**Assigned task**
According to the coaching case study, what rank was Fadsafs at when he reached out?

BEGIN Study text

CASE_002
Fadsafs
The Player
Fadsafs came to us balancing school and the gym, with about two years of Valorant behind him. He'd climbed from Bronze to Diamond on raw talent, but the climb had been stop-and-go: skipping seasons, picking the game back up, hitting a new ceiling, then drifting again.
When he reached out, he was sitting at Diamond 2 — frustrated less with the rank itself than with the feeling of being lost in his own games. He had the mechanics. He had the time. What he didn't have was structure.
He was a Jett main, with a particular gift for finding chaos. The kind of player who throws the book out the window for a clip — and who you forgive immediately because he's smiling the whole time he's doing it.
Diagnosis
Three things showed up in the first VOD review.
Mechanics were promising but corrupted. His aim was naturally clean — but he was running raw mouse acceleration, a setting popularized by a wave of YouTube videos promising it was "what the pros use." It wasn't. It was making his aim inconsistent at exactly the moments precision mattered most. The talent was real; the foundation was sabotaged.
Decision-making was the actual ceiling. Fadsafs felt lost in fight situations. He'd peek when he shouldn't, hold angles for too long, push when he should rotate. Not from stupidity — he's a sharp kid — but because he'd never been taught the frameworks for how to think in those moments. Most coaching focuses on aim because aim is teachable in a death match. Decision-making is harder because there's no death match for it.
Map awareness was thin. He didn't know how to clear properly or peek with discipline. Combined with the inconsistent aim from raw accel, this meant enemies were catching him in weird spots — pre-aimed by players who'd watched him do the same thing three rounds ago.
The diagnosis wasn't subtle. The work was clear. The question was whether he could absorb it.
Used to be stuck Dia for one episode then got the coaching and went to Asc 1 then took a break for a bit and after that hit Immo 2 after getting the coaching another time. Daniel points out things in a 20-sec clip that you never thought of, makes you a routine that fits your weaknesses.

END Study text
BEGIN Dataset records

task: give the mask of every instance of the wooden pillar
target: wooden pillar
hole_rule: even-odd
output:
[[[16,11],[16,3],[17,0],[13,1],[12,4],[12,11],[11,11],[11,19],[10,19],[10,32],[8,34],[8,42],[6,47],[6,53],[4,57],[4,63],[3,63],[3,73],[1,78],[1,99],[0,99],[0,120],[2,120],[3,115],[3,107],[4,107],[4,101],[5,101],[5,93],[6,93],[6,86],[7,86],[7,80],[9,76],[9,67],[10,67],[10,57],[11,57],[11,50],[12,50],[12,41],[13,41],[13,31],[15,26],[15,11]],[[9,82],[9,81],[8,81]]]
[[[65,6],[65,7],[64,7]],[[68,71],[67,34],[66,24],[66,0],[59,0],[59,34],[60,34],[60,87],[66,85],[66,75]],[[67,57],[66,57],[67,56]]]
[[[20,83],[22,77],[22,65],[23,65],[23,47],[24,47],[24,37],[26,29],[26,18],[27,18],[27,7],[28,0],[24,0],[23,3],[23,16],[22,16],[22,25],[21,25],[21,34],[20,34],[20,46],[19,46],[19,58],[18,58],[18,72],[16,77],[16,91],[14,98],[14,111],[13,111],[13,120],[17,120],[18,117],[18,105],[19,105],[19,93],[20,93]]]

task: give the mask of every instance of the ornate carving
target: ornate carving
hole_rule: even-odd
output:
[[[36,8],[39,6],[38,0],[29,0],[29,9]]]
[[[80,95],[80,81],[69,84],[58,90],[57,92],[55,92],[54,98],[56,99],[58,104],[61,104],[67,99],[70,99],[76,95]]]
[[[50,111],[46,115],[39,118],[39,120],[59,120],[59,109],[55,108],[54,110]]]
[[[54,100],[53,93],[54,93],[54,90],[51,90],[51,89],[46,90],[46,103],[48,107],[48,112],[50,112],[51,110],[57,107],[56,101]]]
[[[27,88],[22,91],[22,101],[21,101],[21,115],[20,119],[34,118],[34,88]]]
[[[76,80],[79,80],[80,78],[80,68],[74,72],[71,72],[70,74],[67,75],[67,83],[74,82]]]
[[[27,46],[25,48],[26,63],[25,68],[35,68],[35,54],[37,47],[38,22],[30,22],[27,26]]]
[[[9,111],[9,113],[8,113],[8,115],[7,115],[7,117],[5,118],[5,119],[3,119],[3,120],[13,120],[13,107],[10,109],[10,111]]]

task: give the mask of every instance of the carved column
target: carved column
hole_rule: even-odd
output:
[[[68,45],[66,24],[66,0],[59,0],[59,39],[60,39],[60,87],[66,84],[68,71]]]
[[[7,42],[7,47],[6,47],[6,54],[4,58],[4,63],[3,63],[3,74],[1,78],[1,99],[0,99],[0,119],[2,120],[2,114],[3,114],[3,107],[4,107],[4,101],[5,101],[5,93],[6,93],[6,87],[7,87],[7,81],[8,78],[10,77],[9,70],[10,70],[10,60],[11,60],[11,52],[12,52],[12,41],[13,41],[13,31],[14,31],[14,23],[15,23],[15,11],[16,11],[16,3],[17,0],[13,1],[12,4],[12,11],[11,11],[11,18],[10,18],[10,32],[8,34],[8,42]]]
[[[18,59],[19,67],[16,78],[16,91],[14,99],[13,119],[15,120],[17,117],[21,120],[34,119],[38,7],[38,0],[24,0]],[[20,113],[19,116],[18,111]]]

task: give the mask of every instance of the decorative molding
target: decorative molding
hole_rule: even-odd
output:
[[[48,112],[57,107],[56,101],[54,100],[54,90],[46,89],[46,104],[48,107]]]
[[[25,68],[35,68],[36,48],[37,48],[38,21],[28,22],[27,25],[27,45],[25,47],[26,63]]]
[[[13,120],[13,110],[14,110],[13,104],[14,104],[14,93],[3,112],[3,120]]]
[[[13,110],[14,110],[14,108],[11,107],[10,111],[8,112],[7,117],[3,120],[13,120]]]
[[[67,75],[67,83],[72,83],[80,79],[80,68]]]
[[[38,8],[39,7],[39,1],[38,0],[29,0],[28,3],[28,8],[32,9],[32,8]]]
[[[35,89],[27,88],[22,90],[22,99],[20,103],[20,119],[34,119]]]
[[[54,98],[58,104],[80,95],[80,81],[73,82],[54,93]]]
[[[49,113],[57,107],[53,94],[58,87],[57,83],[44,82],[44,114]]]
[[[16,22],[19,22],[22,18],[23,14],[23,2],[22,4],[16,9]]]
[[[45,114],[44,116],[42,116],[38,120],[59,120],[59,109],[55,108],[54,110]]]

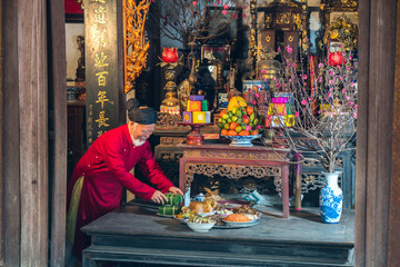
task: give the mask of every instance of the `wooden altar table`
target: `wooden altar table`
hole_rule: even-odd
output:
[[[194,175],[219,175],[229,179],[273,177],[273,184],[282,198],[282,217],[289,217],[289,164],[284,160],[289,149],[233,147],[226,144],[180,144],[178,147],[183,151],[179,165],[179,187],[182,191],[190,188]]]
[[[340,224],[321,222],[319,209],[294,210],[290,219],[271,210],[253,227],[208,233],[194,233],[157,211],[157,206],[133,204],[84,226],[91,245],[82,266],[354,266],[354,214],[348,210]]]

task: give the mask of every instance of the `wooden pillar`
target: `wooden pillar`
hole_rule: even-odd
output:
[[[391,151],[392,165],[388,248],[388,266],[390,267],[396,267],[400,263],[400,1],[398,1],[397,4],[393,140]]]
[[[64,266],[67,206],[67,98],[64,6],[50,0],[48,9],[49,56],[49,266]]]
[[[3,259],[48,266],[47,7],[3,3]]]
[[[360,1],[356,266],[388,266],[396,7]]]

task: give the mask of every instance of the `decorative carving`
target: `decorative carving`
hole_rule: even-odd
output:
[[[160,144],[164,144],[164,145],[177,145],[177,144],[183,144],[186,142],[187,138],[186,137],[160,137]]]
[[[134,80],[146,68],[150,43],[144,37],[144,22],[151,0],[123,0],[123,65],[124,92],[129,92]]]
[[[278,24],[290,24],[290,12],[277,13],[277,23]]]
[[[156,126],[158,128],[171,128],[171,127],[184,128],[186,127],[186,126],[178,125],[178,122],[182,122],[181,116],[166,113],[166,112],[158,112],[158,120],[157,120]]]
[[[200,156],[204,158],[232,158],[232,159],[268,159],[268,154],[254,152],[237,152],[237,151],[221,151],[221,150],[201,150]]]
[[[281,167],[246,167],[240,165],[217,165],[217,164],[187,164],[186,165],[184,190],[191,186],[194,175],[208,177],[223,176],[229,179],[240,179],[252,176],[254,178],[274,177],[274,185],[279,196],[281,195]]]
[[[322,174],[306,174],[301,175],[301,194],[307,194],[311,190],[324,187],[327,180]],[[339,176],[338,184],[341,187],[342,176]]]

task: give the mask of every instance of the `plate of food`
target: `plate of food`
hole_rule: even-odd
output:
[[[259,219],[250,219],[249,216],[242,214],[231,214],[222,219],[227,228],[242,228],[258,225]]]
[[[199,233],[209,231],[217,222],[210,217],[201,217],[198,215],[192,215],[184,221],[191,230]]]

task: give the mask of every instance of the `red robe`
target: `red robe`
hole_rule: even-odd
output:
[[[80,228],[118,208],[123,187],[140,198],[151,199],[156,189],[129,172],[137,164],[141,172],[162,192],[173,187],[156,162],[149,141],[139,147],[133,146],[128,125],[103,134],[79,160],[67,194],[68,210],[73,185],[84,176],[73,244],[73,253],[78,258],[81,258],[82,250],[90,245],[90,238]]]

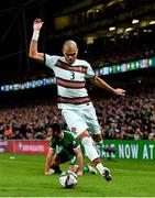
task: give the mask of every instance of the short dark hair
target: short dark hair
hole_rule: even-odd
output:
[[[49,128],[52,128],[53,129],[53,132],[60,132],[62,131],[62,127],[60,127],[60,124],[59,123],[51,123],[49,124]]]

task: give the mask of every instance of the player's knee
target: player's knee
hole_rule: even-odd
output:
[[[82,133],[80,133],[80,135],[78,136],[78,139],[80,140],[80,141],[82,141],[82,139],[85,139],[85,138],[89,138],[90,135],[89,135],[89,132],[88,131],[84,131]]]

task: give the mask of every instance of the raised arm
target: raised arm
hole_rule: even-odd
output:
[[[110,85],[108,85],[104,80],[102,80],[101,78],[99,78],[97,76],[95,78],[91,78],[90,81],[93,85],[96,85],[96,86],[98,86],[100,88],[103,88],[103,89],[106,89],[106,90],[108,90],[108,91],[110,91],[112,94],[115,94],[118,96],[125,96],[125,90],[124,89],[120,89],[120,88],[114,89]]]
[[[30,43],[29,57],[34,58],[41,63],[44,63],[44,54],[37,52],[37,41],[40,36],[40,31],[43,26],[43,21],[41,19],[36,19],[33,22],[33,35]]]
[[[77,170],[77,175],[80,176],[82,175],[82,153],[81,153],[81,148],[80,146],[78,146],[77,148],[74,150],[75,151],[75,154],[77,156],[77,160],[78,160],[78,170]]]

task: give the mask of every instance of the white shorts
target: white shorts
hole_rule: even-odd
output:
[[[92,106],[87,109],[63,109],[62,114],[76,138],[86,130],[90,134],[101,133],[101,127]]]

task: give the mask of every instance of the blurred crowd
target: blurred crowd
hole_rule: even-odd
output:
[[[90,95],[91,96],[91,95]],[[155,88],[129,91],[124,98],[92,97],[102,135],[110,140],[155,140]],[[47,140],[52,122],[66,123],[55,99],[0,109],[0,139]]]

END Dataset records

**Solution**
Diamond 2